EXCERPT PROVIDED
■ ■ ■ ■ ■
The automotive industry relies on the stamping process for rapid production of deep drawn sheet components for its mass-market vehicles. However, as automakers develop increasingly advanced components, aluminum sheet is challenged compared to steel due to its lower formability. The superplastic forming process is a potential solution as it provides the ability to produce deep drawn, thin-walled aluminum sheet components. Recently, Hydro launched three new aluminum alloys for the superplastic forming of aluminum sheet, mainly for the automotive market. While at ALUMINIUM 2018, Light Metal Age spoke with Dr. Michael Rösner-Kuhn (Figure 1), head of Products Technology & Technical Customer Service, Rolled Products, Hydro, who described the superplastic forming process and how Hydro’s new alloy developments are making the process more competitive for the automotive industry.
Superplastic Forming
When aluminum sheet (typically 5083 alloy) is heavily cold rolled and then heated to 450-520°C, it is able to achieve superplasticity. This is accomplished by manipulating the microstructure of the material. During the cold rolling of the sheet, distortions and dislocations are introduced into the microstructure, which strengthen the material and make it more difficult to form. However, if the material is heavily cold rolled to the point when it starts to become brittle followed by the application of heat, then the aluminum microstructure shifts to very fine grains in the range of 10 microns or less. “The more cold forming you do,” explained Rösner-Kuhn, “the more intensive the material recrystalizes when heated, creating a new microstructure and making the material soft. The grains are able to move like wet sand, and the material forms really nicely.”
When the material is in this heated state, the aluminum sheet is placed in a die and pressurized gas is blown onto the sheet, molding it into the formed part (Figure 2) with no springback or residual stress. “This process combined with the behavior of the fine grains makes it possible to create very difficult geometries, which is not possible when you do a classical stamping process,” said Rösner-Kuhn. The process is also able to achieve a high quality surface finish.
■ ■ ■ ■ ■
THINGS TO DO
1. Answer these questions from the superplastic forming article:
(a) To what temperature range is heavily cold-rolled aluminum sheet heated to achieve superplasticity?
(b) How many new aluminum alloys did Hydro launch for superplastic forming?
(c) What is blown onto the heated sheet once it is placed in the die?
2. Does each statement agree with the superplastic forming article? Answer yes or no, quoting the words that decide it.
(a) Aluminum sheet has lower formability than steel.
(b) Superplastic forming leaves residual stress in the formed part.
(c) The fine grains produced are 10 microns or smaller.
3. From the superplastic forming article, extract the passage starting at "The automotive industry relies" and ending at "the automotive industry.".

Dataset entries
■ ■ ■ ■ ■
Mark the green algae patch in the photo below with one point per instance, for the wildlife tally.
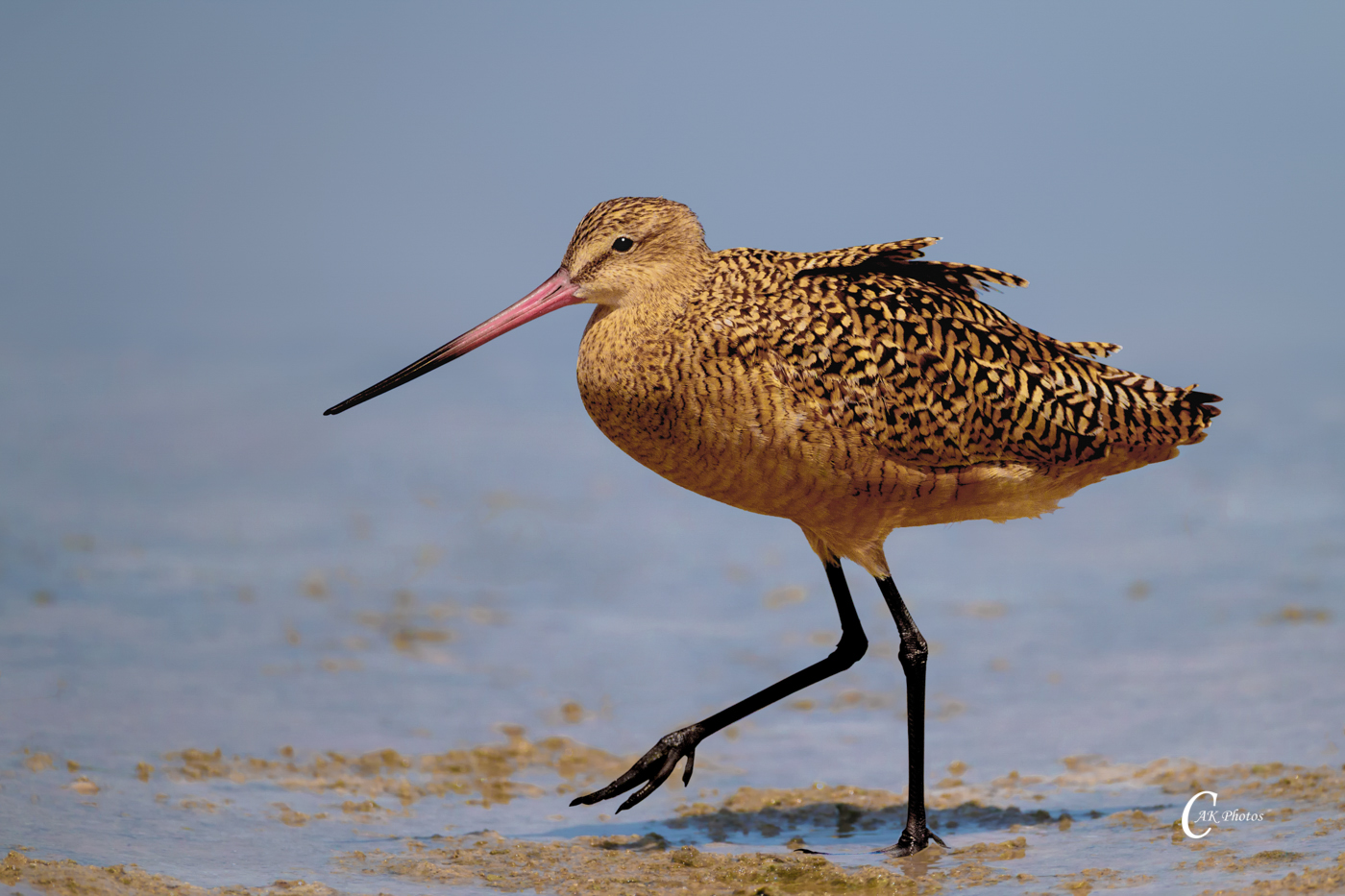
(627, 864)
(484, 775)
(71, 879)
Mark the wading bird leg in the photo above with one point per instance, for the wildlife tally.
(655, 765)
(914, 654)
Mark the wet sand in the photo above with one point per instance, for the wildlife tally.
(1096, 825)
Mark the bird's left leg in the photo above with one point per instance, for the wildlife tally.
(655, 765)
(914, 655)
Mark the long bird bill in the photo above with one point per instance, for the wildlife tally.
(557, 292)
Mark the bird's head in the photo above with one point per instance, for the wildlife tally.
(625, 252)
(634, 249)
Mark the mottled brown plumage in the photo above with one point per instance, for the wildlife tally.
(853, 390)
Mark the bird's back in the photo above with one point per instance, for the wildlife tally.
(904, 351)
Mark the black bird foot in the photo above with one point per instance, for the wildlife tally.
(914, 838)
(651, 770)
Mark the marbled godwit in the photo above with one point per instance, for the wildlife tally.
(851, 392)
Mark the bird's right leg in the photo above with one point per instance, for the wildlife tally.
(655, 765)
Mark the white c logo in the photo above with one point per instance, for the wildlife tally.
(1186, 812)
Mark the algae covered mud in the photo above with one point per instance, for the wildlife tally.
(1092, 826)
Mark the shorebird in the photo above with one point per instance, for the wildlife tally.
(853, 392)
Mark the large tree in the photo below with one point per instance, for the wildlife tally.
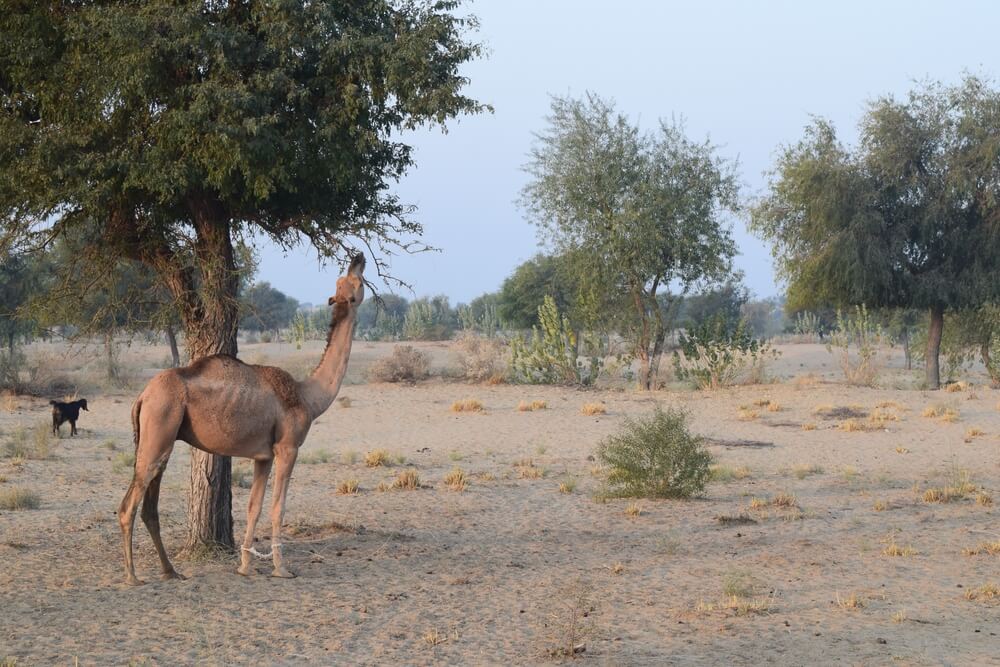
(640, 212)
(182, 127)
(907, 218)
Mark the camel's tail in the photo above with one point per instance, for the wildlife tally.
(136, 408)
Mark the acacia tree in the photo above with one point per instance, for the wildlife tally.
(906, 219)
(638, 211)
(183, 127)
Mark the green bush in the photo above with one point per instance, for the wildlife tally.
(656, 458)
(17, 498)
(405, 364)
(717, 354)
(868, 338)
(548, 356)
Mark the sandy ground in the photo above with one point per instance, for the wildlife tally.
(503, 572)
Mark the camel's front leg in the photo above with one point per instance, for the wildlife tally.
(261, 469)
(285, 461)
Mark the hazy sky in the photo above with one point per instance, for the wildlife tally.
(747, 74)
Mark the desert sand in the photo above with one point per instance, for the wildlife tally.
(511, 570)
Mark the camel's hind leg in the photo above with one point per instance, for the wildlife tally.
(156, 432)
(151, 517)
(261, 469)
(285, 461)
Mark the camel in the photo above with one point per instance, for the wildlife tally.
(223, 406)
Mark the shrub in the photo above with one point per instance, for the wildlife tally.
(482, 359)
(405, 364)
(549, 355)
(18, 498)
(867, 337)
(718, 354)
(656, 457)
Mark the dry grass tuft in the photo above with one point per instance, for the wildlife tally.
(945, 413)
(376, 458)
(983, 593)
(18, 498)
(852, 601)
(526, 469)
(467, 405)
(349, 487)
(987, 548)
(405, 364)
(894, 550)
(803, 470)
(567, 486)
(456, 480)
(407, 480)
(724, 473)
(807, 381)
(858, 426)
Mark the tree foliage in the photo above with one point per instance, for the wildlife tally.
(172, 129)
(637, 211)
(907, 218)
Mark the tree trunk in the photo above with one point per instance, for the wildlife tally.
(906, 348)
(175, 355)
(109, 350)
(210, 323)
(933, 369)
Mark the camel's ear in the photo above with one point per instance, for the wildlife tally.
(357, 265)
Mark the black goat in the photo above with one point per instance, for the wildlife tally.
(66, 412)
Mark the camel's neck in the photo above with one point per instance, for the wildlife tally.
(321, 387)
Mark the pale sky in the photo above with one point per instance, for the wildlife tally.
(747, 74)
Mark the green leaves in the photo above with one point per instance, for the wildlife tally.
(656, 457)
(282, 116)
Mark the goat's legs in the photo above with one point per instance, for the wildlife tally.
(151, 517)
(261, 469)
(285, 461)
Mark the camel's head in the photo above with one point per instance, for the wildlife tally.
(351, 288)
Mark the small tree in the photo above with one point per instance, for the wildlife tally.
(906, 219)
(637, 212)
(716, 353)
(865, 334)
(548, 356)
(656, 457)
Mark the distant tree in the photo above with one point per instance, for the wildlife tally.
(907, 219)
(267, 308)
(639, 212)
(524, 290)
(382, 318)
(430, 319)
(724, 301)
(181, 127)
(21, 278)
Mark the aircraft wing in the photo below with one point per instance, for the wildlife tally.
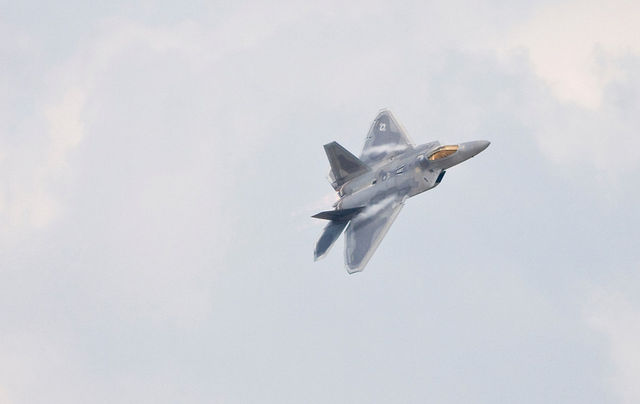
■ ■ ■ ■ ■
TASK-BY-TASK RESULTS
1.
(a) 450-520°C
(b) Three
(c) Pressurized gas

2.
(a) Yes: "aluminum sheet is challenged compared to steel due to its lower formability"
(b) No: "with no springback or residual stress"
(c) Yes: "very fine grains in the range of 10 microns or less"

3.
The automotive industry relies on the stamping process for rapid production of deep drawn sheet components for its mass-market vehicles. However, as automakers develop increasingly advanced components, aluminum sheet is challenged compared to steel due to its lower formability. The superplastic forming process is a potential solution as it provides the ability to produce deep drawn, thin-walled aluminum sheet components. Recently, Hydro launched three new aluminum alloys for the superplastic forming of aluminum sheet, mainly for the automotive market. While at ALUMINIUM 2018, Light Metal Age spoke with Dr. Michael Rösner-Kuhn (Figure 1), head of Products Technology & Technical Customer Service, Rolled Products, Hydro, who described the superplastic forming process and how Hydro’s new alloy developments are making the process more competitive for the automotive industry.